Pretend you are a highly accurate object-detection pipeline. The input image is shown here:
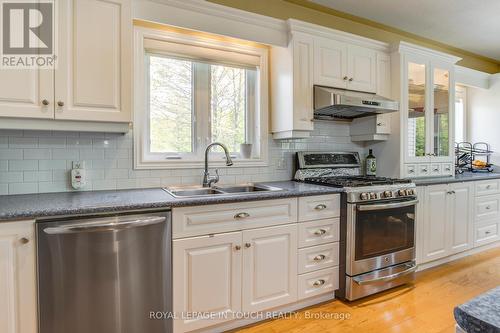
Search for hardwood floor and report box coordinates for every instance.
[238,248,500,333]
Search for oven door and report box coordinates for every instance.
[346,198,418,276]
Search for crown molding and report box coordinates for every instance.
[393,41,462,64]
[286,19,390,52]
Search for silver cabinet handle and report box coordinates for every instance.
[234,212,250,219]
[353,264,417,285]
[314,229,326,236]
[314,204,326,210]
[313,254,326,261]
[313,279,326,287]
[43,216,166,235]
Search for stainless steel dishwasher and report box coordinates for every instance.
[37,212,172,333]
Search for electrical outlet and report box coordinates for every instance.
[72,161,85,169]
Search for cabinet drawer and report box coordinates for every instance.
[475,195,500,221]
[474,221,499,246]
[417,164,431,177]
[299,218,340,248]
[475,179,500,196]
[299,242,339,274]
[298,267,339,300]
[172,198,297,239]
[299,194,340,221]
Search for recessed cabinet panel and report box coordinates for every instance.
[0,69,54,118]
[55,0,132,122]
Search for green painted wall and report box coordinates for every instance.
[207,0,500,73]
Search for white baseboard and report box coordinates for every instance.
[417,242,500,272]
[193,292,335,333]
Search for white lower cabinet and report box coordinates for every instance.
[243,224,297,312]
[0,221,37,333]
[417,182,473,263]
[173,223,297,332]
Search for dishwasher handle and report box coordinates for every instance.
[43,216,166,235]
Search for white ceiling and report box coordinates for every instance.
[310,0,500,60]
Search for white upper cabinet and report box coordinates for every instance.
[0,0,132,125]
[0,69,54,118]
[271,19,390,139]
[55,0,132,122]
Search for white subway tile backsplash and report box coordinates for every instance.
[0,122,365,195]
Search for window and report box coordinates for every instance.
[134,28,267,169]
[455,85,467,142]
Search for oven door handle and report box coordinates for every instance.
[358,199,418,211]
[353,263,417,285]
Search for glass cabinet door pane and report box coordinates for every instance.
[433,68,450,156]
[407,62,426,157]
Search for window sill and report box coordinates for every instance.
[134,159,268,170]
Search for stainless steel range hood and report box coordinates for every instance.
[314,86,399,120]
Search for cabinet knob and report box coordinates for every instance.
[314,204,326,210]
[313,254,326,261]
[314,229,326,236]
[313,279,326,287]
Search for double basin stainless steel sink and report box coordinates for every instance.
[165,184,284,198]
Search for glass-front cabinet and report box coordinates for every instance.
[401,50,455,176]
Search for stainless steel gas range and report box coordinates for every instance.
[295,152,418,301]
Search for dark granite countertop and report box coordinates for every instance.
[413,172,500,186]
[454,287,500,333]
[0,181,342,221]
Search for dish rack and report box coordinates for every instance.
[455,142,493,173]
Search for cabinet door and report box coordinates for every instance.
[314,38,348,89]
[243,224,297,312]
[55,0,132,122]
[173,232,242,332]
[0,221,37,333]
[448,183,474,253]
[347,45,377,92]
[0,69,54,118]
[292,34,314,131]
[422,184,450,262]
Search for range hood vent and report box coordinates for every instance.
[314,86,399,120]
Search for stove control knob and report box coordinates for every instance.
[359,192,370,200]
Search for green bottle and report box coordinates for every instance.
[365,149,377,176]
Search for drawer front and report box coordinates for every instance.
[475,195,500,221]
[299,194,340,221]
[298,267,339,300]
[474,221,499,246]
[172,198,297,239]
[429,163,442,176]
[417,164,431,177]
[404,164,417,178]
[299,242,339,274]
[299,218,340,248]
[475,179,500,196]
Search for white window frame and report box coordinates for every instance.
[453,84,469,141]
[134,27,269,169]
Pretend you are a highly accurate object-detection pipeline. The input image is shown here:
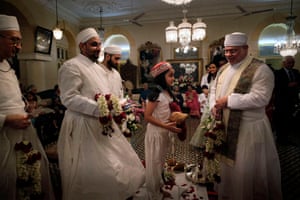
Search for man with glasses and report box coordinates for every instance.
[101,45,124,99]
[209,32,282,200]
[0,15,54,199]
[57,28,145,200]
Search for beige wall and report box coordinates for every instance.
[0,0,300,90]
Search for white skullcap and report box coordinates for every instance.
[0,15,20,31]
[76,28,99,45]
[224,32,248,47]
[104,45,122,54]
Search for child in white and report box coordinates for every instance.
[144,62,181,200]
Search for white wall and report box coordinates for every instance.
[1,0,300,90]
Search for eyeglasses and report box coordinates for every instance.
[88,42,101,47]
[0,34,22,46]
[224,49,239,54]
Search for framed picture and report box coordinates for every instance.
[34,26,53,54]
[168,59,203,82]
[173,47,200,60]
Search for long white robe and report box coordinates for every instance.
[101,64,124,99]
[58,55,145,200]
[145,92,173,200]
[0,60,54,200]
[209,57,282,200]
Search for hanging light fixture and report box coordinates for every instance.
[162,0,192,5]
[165,9,206,48]
[274,0,300,57]
[98,6,104,42]
[53,0,63,40]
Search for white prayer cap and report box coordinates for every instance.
[0,15,20,31]
[104,45,122,55]
[224,32,248,47]
[76,28,99,45]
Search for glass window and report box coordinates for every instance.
[258,23,287,57]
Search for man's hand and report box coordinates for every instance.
[165,122,181,133]
[215,96,228,110]
[4,114,31,129]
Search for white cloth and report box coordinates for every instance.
[58,55,145,200]
[210,57,282,200]
[101,64,124,99]
[198,93,208,113]
[190,79,215,148]
[224,32,248,47]
[201,73,209,87]
[145,93,173,200]
[0,15,20,31]
[0,60,54,199]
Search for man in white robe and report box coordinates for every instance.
[57,28,145,200]
[0,15,54,200]
[101,45,124,99]
[209,33,282,200]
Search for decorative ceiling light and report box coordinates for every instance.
[274,0,300,57]
[165,9,206,48]
[98,6,105,42]
[162,0,192,5]
[53,0,63,40]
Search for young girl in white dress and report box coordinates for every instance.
[144,62,181,200]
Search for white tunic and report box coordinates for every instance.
[210,57,282,200]
[58,55,145,200]
[101,64,124,99]
[145,92,173,200]
[0,60,54,199]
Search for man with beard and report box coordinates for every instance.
[57,28,145,200]
[101,45,124,99]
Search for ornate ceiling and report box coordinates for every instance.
[36,0,300,26]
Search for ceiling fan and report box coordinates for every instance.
[236,5,274,16]
[124,12,145,27]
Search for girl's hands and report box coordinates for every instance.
[165,122,182,133]
[5,114,31,129]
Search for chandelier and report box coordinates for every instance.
[53,0,63,40]
[165,9,206,48]
[162,0,192,5]
[274,0,300,57]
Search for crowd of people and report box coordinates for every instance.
[0,12,300,200]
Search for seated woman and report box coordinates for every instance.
[185,85,200,118]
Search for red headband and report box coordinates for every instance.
[150,62,172,78]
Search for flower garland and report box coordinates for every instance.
[95,94,126,136]
[201,115,226,183]
[15,140,42,199]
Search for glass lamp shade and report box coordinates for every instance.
[162,0,192,6]
[165,21,177,43]
[53,27,63,40]
[192,18,206,41]
[178,18,192,46]
[280,47,298,57]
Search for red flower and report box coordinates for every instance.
[95,93,101,101]
[15,142,32,153]
[105,94,111,101]
[170,101,181,112]
[113,112,126,124]
[99,115,111,124]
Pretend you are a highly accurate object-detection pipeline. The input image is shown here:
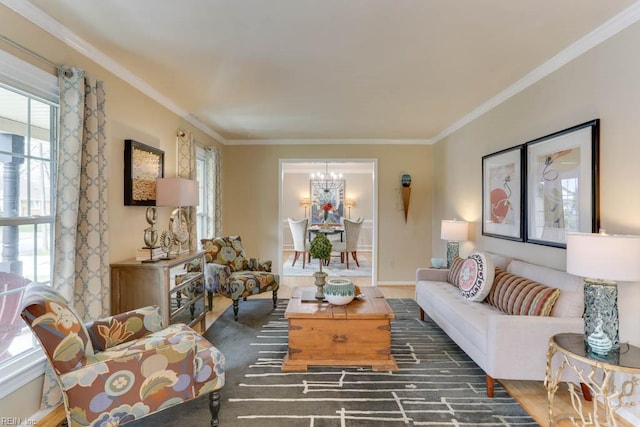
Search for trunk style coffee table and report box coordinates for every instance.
[282,287,398,371]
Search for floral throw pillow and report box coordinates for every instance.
[458,252,495,302]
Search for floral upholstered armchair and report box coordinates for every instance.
[22,283,225,427]
[200,236,280,320]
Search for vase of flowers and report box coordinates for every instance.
[309,233,332,300]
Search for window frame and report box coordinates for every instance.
[0,50,60,399]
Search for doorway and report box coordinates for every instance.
[278,159,378,285]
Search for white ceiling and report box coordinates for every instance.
[6,0,638,143]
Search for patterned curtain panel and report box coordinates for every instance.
[176,130,196,250]
[207,148,223,236]
[42,67,111,408]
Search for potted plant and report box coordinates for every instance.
[309,233,332,299]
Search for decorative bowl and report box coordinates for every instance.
[431,258,447,268]
[324,279,356,305]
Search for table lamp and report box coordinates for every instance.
[567,232,640,355]
[344,199,356,219]
[300,197,311,218]
[156,178,199,256]
[440,219,469,268]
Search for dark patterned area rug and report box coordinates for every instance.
[131,299,538,427]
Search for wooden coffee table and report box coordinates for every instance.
[282,287,398,371]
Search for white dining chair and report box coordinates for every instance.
[333,218,364,270]
[287,218,309,269]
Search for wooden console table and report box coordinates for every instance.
[282,287,398,371]
[111,250,206,333]
[544,333,640,427]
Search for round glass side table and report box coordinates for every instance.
[544,333,640,427]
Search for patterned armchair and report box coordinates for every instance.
[22,283,225,427]
[200,236,280,320]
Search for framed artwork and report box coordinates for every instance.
[482,145,524,241]
[310,179,345,226]
[526,120,600,248]
[124,139,164,206]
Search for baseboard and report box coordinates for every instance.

━━━━━━

▶ [Set exercise]: Render the data from the line containing "Search for red flower" down through the line containing "[458,252,495,302]" as a two-column CSV headed input and output, with one row for each text and its answer, each in a single quoted field with line breaks turned into spaces. Leave the pictures out.

▶ [The result]:
input,output
"Search for red flower and report box coordinates for every instance.","[95,93,101,101] [15,142,32,153] [105,94,111,101] [170,101,181,112] [113,112,126,124] [99,115,111,124]"
"Pretend you are a highly accurate object-detection pipeline. The input image is shown here: Search for trunk style coffee table and report box coordinates for every instance.","[282,287,398,371]"
"Search for floral throw pillow and report box coordinates for every instance.","[458,252,495,302]"